▸ **What to work on**
Gather every line in the records below that contains the word "background". Case counts.

▸ **Given entries**
-.-.-

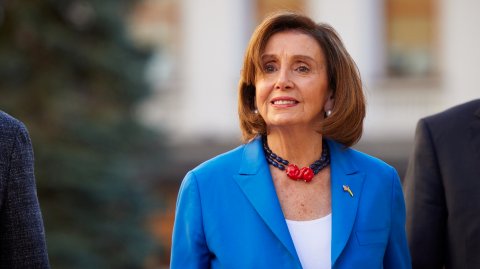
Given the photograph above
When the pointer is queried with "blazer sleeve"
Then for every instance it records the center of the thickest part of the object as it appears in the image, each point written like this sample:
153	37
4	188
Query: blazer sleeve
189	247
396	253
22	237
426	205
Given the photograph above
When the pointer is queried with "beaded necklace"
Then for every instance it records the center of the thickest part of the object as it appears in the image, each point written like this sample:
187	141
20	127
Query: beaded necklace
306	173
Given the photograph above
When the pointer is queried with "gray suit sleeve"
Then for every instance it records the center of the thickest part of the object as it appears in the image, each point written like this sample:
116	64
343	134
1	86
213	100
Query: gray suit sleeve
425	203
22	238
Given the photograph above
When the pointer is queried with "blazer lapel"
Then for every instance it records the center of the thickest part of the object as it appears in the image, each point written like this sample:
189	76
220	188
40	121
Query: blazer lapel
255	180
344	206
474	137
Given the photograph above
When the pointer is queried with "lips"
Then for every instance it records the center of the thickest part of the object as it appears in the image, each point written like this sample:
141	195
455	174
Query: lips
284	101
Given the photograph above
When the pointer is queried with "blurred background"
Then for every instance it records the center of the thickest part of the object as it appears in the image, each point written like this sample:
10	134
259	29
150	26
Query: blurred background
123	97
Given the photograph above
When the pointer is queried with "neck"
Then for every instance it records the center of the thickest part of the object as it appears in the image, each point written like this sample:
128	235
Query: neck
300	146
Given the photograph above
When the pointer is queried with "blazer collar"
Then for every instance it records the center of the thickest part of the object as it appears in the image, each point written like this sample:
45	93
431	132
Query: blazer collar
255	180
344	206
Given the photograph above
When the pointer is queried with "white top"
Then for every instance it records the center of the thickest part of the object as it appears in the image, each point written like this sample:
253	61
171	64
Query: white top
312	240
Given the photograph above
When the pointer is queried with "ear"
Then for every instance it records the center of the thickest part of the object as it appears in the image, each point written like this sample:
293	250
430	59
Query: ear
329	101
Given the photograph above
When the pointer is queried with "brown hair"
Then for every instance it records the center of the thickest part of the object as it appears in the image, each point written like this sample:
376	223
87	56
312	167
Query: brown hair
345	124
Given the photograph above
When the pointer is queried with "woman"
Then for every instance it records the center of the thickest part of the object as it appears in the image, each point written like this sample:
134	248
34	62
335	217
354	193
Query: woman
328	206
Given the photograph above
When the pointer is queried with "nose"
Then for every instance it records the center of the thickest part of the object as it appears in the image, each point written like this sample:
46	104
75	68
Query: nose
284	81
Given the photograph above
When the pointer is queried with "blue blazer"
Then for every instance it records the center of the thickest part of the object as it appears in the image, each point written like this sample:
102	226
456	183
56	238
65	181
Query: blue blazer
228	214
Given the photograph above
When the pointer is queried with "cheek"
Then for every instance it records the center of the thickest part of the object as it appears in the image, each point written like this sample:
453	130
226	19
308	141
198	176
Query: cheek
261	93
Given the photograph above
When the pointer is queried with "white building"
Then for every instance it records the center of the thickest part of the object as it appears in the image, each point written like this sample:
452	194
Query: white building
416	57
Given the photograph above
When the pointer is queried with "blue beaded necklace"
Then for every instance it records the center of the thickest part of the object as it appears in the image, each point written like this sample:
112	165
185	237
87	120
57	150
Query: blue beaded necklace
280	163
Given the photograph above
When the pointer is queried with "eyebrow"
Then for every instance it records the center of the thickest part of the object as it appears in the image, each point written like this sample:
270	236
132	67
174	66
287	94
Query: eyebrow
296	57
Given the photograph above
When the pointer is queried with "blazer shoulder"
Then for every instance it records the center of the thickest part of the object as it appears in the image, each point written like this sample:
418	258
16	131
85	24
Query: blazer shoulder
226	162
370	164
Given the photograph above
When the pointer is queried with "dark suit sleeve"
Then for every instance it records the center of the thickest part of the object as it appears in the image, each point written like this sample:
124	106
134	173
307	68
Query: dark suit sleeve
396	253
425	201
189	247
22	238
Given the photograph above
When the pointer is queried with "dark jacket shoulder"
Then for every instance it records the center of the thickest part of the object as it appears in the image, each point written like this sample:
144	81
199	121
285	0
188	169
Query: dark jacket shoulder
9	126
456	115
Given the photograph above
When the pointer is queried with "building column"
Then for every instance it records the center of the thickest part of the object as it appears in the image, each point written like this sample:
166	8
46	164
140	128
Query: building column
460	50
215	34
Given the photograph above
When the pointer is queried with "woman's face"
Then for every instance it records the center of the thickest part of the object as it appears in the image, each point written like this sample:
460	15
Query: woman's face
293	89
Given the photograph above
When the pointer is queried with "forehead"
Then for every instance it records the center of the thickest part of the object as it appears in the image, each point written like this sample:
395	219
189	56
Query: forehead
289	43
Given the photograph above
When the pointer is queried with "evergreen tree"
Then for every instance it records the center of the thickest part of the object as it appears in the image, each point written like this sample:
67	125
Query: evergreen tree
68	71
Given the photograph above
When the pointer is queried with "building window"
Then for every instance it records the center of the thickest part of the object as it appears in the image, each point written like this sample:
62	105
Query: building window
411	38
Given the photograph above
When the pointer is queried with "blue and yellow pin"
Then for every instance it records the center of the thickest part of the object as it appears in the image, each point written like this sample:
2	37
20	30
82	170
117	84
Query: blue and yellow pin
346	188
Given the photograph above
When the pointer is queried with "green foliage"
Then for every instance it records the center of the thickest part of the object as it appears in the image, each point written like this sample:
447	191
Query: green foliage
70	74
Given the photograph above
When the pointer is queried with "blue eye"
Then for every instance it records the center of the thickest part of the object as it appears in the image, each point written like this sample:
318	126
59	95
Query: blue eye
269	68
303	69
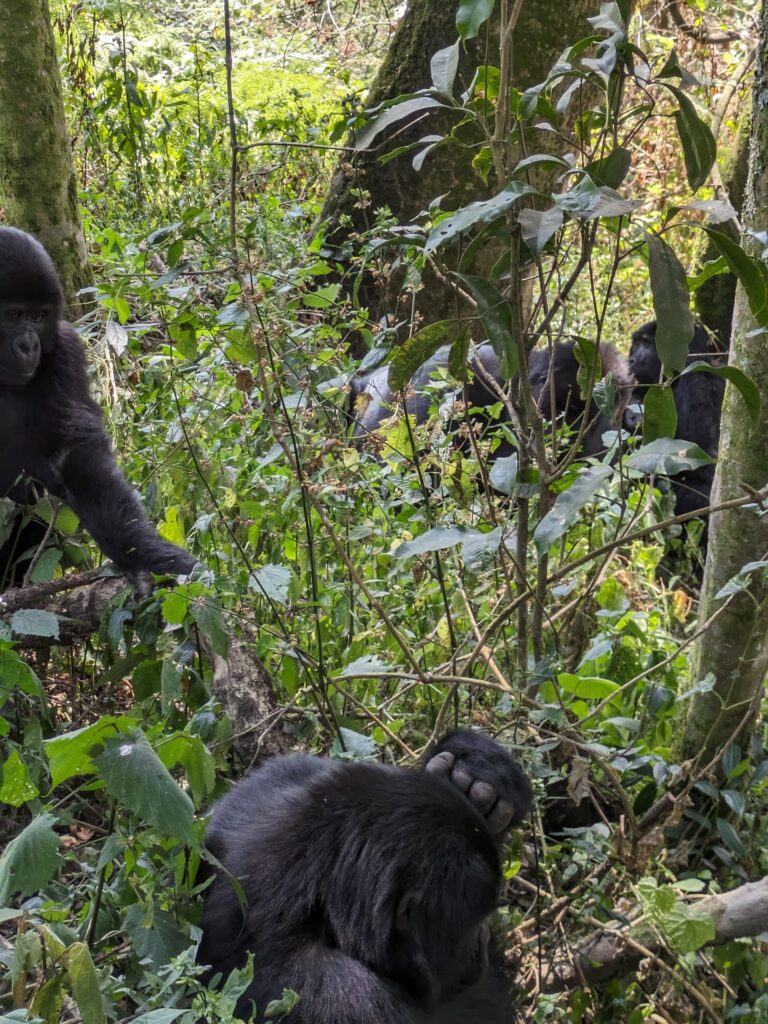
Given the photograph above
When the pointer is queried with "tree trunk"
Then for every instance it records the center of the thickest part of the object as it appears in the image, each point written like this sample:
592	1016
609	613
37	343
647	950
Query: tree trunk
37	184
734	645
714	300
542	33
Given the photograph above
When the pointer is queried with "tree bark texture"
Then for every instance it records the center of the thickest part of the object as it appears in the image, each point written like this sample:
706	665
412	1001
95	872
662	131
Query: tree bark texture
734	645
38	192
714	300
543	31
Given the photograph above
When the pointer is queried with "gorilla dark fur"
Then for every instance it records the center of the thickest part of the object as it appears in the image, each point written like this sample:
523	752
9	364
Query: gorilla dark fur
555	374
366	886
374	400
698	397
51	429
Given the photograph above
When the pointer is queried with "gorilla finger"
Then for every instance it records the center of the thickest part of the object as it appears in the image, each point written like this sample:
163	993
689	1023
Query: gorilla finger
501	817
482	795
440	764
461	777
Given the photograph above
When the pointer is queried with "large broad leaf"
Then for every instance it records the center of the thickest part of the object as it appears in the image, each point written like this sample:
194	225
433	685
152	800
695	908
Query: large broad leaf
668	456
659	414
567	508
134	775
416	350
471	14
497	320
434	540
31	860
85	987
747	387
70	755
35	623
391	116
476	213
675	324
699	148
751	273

-.-.-

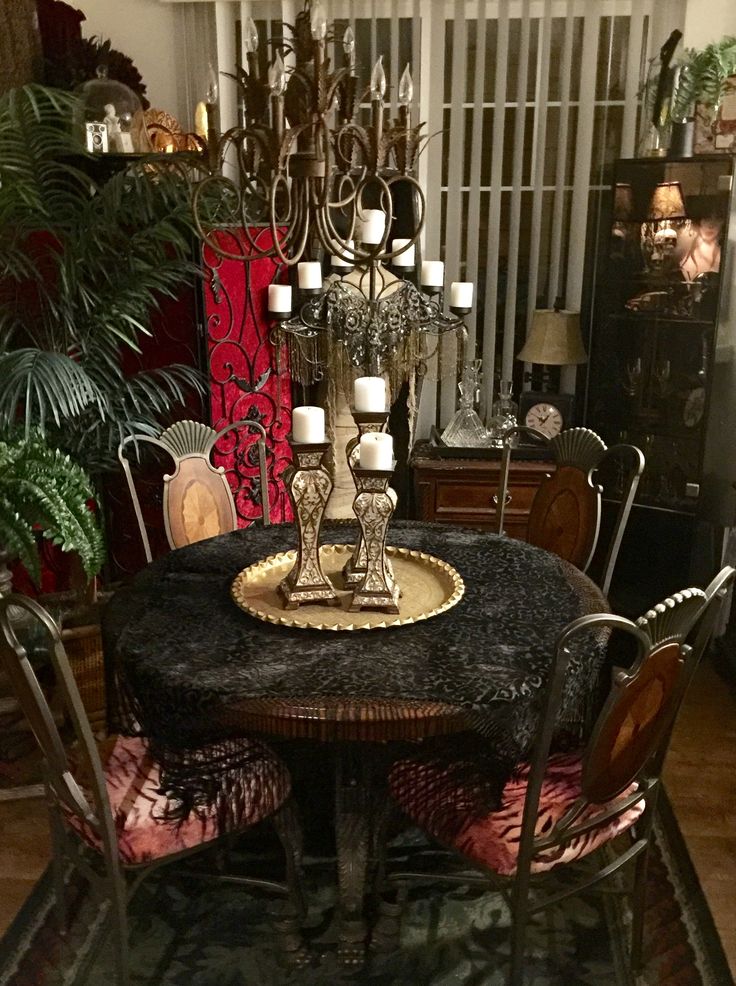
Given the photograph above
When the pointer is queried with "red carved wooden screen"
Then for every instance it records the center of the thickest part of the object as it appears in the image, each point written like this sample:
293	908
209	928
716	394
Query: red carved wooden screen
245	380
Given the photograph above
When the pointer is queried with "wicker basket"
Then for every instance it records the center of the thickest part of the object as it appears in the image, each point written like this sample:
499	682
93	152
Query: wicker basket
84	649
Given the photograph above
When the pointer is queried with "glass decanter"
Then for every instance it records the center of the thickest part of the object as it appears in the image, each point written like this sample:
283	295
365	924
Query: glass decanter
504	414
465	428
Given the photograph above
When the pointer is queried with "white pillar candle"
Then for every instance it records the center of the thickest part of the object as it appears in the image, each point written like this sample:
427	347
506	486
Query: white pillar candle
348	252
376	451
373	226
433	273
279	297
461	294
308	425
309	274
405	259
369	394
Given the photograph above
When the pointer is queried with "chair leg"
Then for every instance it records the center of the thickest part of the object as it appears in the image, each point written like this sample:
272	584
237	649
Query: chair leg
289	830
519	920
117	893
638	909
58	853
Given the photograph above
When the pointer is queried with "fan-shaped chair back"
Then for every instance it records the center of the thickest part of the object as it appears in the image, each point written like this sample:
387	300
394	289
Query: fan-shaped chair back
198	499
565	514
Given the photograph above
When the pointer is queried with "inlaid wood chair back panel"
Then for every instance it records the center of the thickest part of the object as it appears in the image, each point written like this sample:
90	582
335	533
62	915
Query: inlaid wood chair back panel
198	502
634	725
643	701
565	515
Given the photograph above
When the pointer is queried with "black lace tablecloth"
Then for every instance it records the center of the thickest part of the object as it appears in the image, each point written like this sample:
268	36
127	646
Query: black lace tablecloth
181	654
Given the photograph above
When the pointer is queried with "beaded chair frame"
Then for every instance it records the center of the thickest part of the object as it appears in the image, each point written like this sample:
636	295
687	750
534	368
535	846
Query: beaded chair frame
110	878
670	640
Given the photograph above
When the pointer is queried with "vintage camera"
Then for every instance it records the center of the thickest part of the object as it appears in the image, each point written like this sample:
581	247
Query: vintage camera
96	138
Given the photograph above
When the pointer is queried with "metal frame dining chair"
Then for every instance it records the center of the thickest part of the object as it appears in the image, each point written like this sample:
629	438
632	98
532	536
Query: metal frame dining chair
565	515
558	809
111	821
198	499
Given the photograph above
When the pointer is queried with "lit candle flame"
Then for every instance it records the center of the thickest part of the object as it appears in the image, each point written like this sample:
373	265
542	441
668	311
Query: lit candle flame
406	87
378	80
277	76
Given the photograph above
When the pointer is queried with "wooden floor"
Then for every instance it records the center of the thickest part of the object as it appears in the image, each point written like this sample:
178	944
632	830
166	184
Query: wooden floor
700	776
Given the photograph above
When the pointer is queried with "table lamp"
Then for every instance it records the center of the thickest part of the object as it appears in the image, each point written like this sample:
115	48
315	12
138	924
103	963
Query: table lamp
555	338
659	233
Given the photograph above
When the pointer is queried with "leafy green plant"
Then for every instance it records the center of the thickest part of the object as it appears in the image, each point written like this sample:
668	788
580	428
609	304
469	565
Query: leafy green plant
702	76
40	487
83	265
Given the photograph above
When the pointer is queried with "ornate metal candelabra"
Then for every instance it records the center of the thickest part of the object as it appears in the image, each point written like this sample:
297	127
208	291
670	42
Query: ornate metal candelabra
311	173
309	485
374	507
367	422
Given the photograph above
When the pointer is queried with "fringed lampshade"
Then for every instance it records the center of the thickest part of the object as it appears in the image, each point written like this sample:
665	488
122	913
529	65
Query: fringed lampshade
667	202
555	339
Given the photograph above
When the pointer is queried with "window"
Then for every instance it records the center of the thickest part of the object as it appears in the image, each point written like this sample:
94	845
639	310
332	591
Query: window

-.-.-

▸ **Exercise answer**
When the pointer is queried with "blurred background"
Query: blurred background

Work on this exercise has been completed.